Quote the entries that follow exactly, leaving none out.
## begin The data
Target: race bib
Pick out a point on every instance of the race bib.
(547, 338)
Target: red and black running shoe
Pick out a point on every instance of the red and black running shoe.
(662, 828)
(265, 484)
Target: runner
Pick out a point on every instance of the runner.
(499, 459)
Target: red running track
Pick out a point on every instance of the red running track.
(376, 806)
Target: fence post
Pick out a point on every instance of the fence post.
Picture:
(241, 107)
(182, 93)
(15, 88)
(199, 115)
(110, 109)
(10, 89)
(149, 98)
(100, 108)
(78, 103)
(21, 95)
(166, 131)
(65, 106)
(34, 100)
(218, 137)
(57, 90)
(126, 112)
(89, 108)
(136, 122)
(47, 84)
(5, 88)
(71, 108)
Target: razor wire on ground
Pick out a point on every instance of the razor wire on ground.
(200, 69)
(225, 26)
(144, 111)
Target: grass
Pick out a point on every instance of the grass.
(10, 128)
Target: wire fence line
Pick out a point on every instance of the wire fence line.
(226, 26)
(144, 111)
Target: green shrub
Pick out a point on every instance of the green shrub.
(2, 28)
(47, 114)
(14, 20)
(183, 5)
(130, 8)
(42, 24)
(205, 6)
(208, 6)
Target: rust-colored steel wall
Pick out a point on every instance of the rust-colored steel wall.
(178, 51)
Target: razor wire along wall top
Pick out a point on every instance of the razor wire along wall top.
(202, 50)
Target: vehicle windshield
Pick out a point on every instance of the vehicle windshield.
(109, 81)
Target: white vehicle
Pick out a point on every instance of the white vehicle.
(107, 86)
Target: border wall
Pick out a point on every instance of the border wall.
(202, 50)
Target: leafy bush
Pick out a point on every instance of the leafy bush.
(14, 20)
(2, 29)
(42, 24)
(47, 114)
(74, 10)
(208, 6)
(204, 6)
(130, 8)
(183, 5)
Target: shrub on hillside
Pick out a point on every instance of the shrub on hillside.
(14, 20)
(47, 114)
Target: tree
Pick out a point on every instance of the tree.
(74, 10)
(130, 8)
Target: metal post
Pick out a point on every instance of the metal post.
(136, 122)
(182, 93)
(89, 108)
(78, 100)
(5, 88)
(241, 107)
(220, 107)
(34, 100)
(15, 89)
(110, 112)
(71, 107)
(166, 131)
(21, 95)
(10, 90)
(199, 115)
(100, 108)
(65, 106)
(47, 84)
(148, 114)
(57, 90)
## end The data
Exercise output:
Target: race bib
Pick out a point on every instance of the race bib.
(547, 338)
Target: red and black running shoe
Pick out a point on every instance of the red and black running shoe.
(662, 828)
(265, 484)
Target: runner
Pick out a point on every instance of the runner.
(499, 459)
Target: red running track
Pick out a point on every instance of the red running track.
(376, 806)
Target: fence post
Pick out a point on every instance of the fence post.
Picture:
(241, 107)
(182, 93)
(15, 88)
(199, 115)
(110, 109)
(10, 89)
(149, 98)
(100, 108)
(78, 103)
(21, 95)
(166, 131)
(65, 106)
(34, 100)
(218, 137)
(57, 90)
(126, 112)
(89, 108)
(136, 122)
(47, 84)
(5, 88)
(71, 108)
Target: razor wire on ground
Pick out a point on every instance of the razor wire on ground.
(200, 69)
(225, 26)
(144, 111)
Target: grass
Pick out a point on every instance of the grass.
(10, 128)
Target: wire fence line
Pick out a point on every instance of the wire fence line.
(226, 26)
(144, 111)
Target: green shrub
Pick out a point on every instance of the green shrub.
(2, 28)
(47, 114)
(14, 20)
(183, 5)
(130, 8)
(42, 24)
(205, 6)
(208, 6)
Target: rust-colored steel wall
Pick out a point on every instance of the rust-colored steel wall.
(178, 51)
Target: razor wire along wall top
Pick out a point on every instance of the razor wire along wall top.
(202, 50)
Target: vehicle windshield
Pick out a point on every instance of the vehicle windshield.
(109, 81)
Target: white vehicle
Pick out a point on every instance of the white vehicle.
(107, 86)
Target: border wall
Pick out a point on every instance of the border wall.
(202, 50)
Target: leafy bush
Pick out a point on every instance of the leafy bush.
(14, 20)
(2, 29)
(42, 24)
(47, 114)
(74, 10)
(208, 6)
(204, 6)
(130, 8)
(183, 5)
Target: shrub on hillside
Pick out a point on every instance of the shrub on hillside.
(14, 20)
(47, 114)
Target: tree
Pick out a point on every instance of the tree.
(74, 10)
(130, 8)
Target: metal post
Pick out a point on every instance of the metal post.
(136, 122)
(182, 93)
(89, 108)
(78, 100)
(5, 88)
(241, 107)
(220, 107)
(34, 100)
(15, 89)
(110, 112)
(71, 107)
(166, 131)
(21, 95)
(10, 90)
(199, 115)
(100, 108)
(65, 106)
(47, 84)
(148, 114)
(57, 90)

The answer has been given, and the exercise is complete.